* **Problem details**:
Copy out, in full, each line in the rows below that contains the word "mask".

[A few records]
::::
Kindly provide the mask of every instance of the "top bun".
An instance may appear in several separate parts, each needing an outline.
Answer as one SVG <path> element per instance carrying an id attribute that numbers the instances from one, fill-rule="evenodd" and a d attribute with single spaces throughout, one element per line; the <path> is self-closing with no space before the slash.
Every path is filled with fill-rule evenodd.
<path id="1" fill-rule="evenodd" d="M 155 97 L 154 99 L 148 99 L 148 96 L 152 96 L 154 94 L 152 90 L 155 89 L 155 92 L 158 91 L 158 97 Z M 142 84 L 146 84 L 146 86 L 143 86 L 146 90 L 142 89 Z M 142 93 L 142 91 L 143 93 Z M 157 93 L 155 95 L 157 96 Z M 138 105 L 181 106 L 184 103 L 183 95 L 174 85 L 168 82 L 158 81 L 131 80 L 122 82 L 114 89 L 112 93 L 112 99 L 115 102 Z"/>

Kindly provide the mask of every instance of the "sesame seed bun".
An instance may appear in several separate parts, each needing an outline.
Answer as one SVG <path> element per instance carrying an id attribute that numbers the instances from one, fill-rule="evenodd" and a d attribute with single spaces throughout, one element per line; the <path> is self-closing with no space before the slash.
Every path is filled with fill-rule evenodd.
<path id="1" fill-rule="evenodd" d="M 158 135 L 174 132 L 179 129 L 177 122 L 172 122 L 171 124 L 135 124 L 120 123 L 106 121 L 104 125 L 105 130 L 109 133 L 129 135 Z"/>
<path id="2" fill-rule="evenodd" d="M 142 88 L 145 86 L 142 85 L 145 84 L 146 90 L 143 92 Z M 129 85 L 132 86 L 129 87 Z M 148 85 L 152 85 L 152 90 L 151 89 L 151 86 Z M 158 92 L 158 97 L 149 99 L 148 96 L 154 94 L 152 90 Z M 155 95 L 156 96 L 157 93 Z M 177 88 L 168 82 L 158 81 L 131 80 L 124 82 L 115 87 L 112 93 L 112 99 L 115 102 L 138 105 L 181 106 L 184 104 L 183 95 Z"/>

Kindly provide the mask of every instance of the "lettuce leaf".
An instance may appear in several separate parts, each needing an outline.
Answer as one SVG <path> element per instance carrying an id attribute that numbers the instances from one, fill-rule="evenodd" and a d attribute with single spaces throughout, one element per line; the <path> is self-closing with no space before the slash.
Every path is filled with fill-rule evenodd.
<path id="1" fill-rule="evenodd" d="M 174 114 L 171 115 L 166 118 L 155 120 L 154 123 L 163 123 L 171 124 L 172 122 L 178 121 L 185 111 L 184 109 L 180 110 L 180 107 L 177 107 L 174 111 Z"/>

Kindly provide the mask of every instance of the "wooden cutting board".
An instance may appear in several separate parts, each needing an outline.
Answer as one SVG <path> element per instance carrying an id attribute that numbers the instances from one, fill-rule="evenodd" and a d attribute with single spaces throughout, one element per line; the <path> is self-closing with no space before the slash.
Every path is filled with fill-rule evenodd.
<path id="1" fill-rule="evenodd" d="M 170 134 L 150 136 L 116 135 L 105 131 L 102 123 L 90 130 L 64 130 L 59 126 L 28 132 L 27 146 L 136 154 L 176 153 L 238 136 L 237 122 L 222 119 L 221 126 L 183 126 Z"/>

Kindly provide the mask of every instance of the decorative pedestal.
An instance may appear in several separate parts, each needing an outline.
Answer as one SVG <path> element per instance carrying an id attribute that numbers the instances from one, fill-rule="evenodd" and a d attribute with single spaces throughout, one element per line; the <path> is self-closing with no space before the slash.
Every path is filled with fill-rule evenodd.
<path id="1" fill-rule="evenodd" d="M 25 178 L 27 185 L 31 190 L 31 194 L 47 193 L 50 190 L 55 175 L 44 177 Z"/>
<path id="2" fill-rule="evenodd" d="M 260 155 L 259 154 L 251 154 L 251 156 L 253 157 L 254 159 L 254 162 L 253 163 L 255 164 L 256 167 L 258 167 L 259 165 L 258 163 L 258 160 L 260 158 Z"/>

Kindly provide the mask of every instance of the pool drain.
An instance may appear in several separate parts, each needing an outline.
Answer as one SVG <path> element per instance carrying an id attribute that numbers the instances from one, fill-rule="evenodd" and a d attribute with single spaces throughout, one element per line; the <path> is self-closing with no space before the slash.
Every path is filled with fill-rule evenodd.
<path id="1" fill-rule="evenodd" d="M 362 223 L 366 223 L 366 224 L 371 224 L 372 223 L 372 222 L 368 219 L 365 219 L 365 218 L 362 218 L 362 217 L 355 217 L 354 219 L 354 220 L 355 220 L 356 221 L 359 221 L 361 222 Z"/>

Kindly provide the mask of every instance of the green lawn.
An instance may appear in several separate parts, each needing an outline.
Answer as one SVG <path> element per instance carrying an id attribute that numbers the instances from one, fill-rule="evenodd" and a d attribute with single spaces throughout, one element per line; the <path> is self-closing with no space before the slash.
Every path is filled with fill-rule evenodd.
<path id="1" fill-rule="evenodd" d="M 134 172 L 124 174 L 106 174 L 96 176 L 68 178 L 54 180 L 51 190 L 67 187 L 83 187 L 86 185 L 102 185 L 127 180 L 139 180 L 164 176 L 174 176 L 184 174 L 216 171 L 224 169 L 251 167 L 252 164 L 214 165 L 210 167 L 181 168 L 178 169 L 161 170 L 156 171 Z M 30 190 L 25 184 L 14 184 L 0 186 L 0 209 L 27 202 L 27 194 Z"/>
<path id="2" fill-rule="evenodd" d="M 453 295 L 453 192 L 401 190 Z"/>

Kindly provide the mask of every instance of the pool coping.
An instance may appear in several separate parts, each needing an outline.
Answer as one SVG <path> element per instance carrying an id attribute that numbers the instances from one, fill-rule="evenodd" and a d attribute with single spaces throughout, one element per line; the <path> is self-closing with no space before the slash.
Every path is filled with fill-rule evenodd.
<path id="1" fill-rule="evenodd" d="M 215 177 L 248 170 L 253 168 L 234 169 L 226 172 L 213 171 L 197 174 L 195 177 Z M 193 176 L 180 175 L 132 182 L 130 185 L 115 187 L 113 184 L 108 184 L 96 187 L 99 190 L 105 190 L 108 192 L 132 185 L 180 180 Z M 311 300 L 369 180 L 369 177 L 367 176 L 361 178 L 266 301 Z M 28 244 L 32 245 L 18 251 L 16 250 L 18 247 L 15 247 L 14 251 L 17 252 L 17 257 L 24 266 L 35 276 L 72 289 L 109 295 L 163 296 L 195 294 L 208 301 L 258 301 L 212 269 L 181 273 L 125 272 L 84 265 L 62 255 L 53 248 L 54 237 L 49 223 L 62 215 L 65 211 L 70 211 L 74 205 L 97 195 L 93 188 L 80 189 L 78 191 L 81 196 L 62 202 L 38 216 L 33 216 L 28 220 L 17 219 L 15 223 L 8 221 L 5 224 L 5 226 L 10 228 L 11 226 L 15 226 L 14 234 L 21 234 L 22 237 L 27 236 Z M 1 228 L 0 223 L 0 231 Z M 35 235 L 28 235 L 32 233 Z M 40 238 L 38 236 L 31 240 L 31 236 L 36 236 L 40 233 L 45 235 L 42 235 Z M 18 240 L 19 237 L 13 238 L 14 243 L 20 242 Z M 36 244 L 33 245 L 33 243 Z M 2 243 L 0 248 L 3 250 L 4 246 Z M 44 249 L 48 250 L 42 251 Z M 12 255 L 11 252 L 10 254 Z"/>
::::
* **Written solution**:
Kindly provide the mask of every instance of the "top bun".
Kindly provide the mask of every instance of the "sesame seed bun".
Kindly provide the mask of every instance of the "lettuce leaf".
Kindly provide the mask of every instance of the "wooden cutting board".
Kindly provide the mask of every instance of the decorative pedestal.
Kindly provide the mask of every instance of the pool drain.
Kindly provide the mask of every instance of the green lawn.
Kindly provide the mask of every instance of the pool coping.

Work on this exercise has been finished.